### Aim
Show every line of the records that contains the string "statue", copying each in full. Case counts.

### Records from a point labeling set
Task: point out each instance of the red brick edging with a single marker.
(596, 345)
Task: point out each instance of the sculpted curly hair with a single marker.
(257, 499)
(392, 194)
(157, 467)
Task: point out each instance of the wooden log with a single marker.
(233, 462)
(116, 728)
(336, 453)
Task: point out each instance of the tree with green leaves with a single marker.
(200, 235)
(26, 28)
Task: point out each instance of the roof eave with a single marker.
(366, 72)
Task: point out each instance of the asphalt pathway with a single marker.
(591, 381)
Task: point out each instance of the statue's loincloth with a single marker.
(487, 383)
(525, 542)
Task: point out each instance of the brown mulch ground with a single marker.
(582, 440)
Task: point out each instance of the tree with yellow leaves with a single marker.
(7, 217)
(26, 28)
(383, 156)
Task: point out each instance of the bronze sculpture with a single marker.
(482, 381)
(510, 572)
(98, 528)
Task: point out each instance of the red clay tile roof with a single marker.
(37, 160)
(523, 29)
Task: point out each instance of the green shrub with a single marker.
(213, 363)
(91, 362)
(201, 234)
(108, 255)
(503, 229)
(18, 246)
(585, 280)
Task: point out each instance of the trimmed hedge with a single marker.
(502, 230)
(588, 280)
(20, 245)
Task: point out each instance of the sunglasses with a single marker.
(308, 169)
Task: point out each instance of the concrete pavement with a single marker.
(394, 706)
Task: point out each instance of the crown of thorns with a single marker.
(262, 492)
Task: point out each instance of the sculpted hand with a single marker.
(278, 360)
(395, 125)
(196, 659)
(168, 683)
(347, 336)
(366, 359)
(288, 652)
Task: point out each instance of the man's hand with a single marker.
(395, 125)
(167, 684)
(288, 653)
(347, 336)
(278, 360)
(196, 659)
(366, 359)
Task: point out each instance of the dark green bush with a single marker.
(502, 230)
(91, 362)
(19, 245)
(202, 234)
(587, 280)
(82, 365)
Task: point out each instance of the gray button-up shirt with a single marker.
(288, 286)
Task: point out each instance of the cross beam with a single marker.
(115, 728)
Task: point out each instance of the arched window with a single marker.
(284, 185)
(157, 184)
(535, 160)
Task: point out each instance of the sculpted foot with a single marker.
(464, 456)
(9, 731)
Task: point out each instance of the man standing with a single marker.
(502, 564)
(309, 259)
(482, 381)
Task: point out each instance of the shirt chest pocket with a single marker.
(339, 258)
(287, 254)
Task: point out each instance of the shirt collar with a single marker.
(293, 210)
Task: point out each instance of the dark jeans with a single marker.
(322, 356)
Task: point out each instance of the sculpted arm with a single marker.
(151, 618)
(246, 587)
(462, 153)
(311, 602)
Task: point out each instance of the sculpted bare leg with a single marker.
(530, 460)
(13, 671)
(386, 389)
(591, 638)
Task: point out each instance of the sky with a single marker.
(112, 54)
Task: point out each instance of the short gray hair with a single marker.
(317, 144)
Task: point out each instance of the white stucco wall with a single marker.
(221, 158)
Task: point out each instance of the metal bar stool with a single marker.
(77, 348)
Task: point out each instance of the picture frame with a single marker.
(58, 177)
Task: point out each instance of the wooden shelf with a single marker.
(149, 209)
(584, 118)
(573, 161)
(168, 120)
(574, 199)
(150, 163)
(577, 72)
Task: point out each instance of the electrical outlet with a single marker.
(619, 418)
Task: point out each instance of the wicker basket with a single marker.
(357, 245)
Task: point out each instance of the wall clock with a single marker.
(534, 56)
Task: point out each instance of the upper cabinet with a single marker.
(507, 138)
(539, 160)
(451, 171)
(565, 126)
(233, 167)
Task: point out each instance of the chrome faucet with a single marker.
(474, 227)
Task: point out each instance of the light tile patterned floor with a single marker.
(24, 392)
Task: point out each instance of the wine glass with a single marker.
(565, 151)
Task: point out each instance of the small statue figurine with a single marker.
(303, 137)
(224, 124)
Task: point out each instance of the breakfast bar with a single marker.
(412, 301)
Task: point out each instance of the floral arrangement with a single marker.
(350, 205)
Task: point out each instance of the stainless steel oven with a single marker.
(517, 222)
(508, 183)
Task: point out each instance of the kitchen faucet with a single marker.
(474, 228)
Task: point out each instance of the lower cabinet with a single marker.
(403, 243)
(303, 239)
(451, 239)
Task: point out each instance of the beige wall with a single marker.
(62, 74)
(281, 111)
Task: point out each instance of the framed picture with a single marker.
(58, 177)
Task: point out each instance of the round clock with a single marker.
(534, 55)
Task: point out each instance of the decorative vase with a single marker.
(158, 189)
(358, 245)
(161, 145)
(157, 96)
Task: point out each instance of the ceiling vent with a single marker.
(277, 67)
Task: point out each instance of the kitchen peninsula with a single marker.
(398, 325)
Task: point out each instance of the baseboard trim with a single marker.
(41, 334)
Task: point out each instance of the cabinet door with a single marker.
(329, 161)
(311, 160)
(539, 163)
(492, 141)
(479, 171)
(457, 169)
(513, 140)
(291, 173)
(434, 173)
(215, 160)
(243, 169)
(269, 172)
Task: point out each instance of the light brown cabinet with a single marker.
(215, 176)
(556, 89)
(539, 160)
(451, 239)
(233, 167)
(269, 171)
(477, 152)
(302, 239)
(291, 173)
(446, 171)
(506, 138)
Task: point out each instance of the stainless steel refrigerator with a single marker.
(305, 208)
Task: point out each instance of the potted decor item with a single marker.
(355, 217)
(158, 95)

==

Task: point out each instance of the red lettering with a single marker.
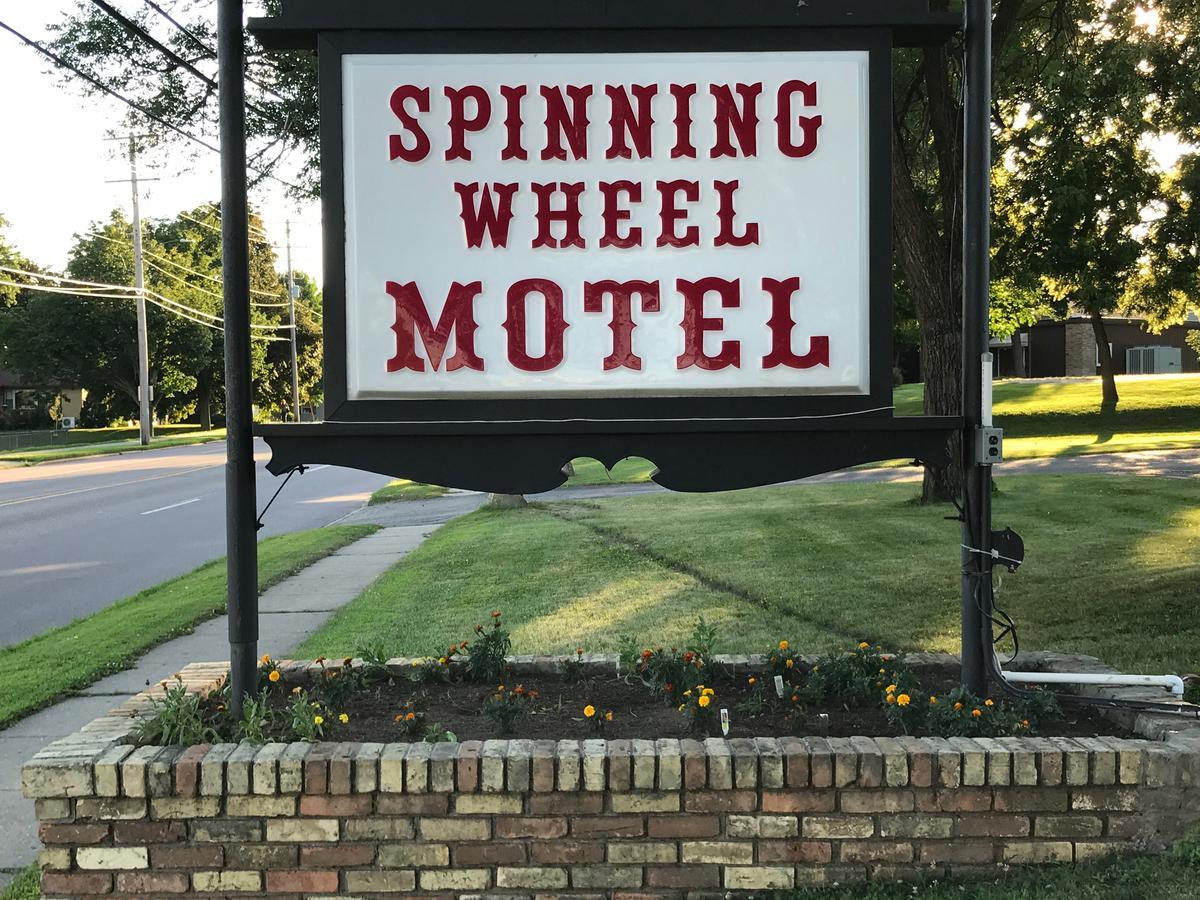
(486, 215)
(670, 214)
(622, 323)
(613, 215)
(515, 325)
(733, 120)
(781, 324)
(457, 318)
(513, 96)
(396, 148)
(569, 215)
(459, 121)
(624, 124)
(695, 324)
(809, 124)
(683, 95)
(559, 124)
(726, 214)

### Written solution
Task: point out each instance of the statue's loincloth with a single marker.
Task: point out each instance of the small statue figurine with a single marker.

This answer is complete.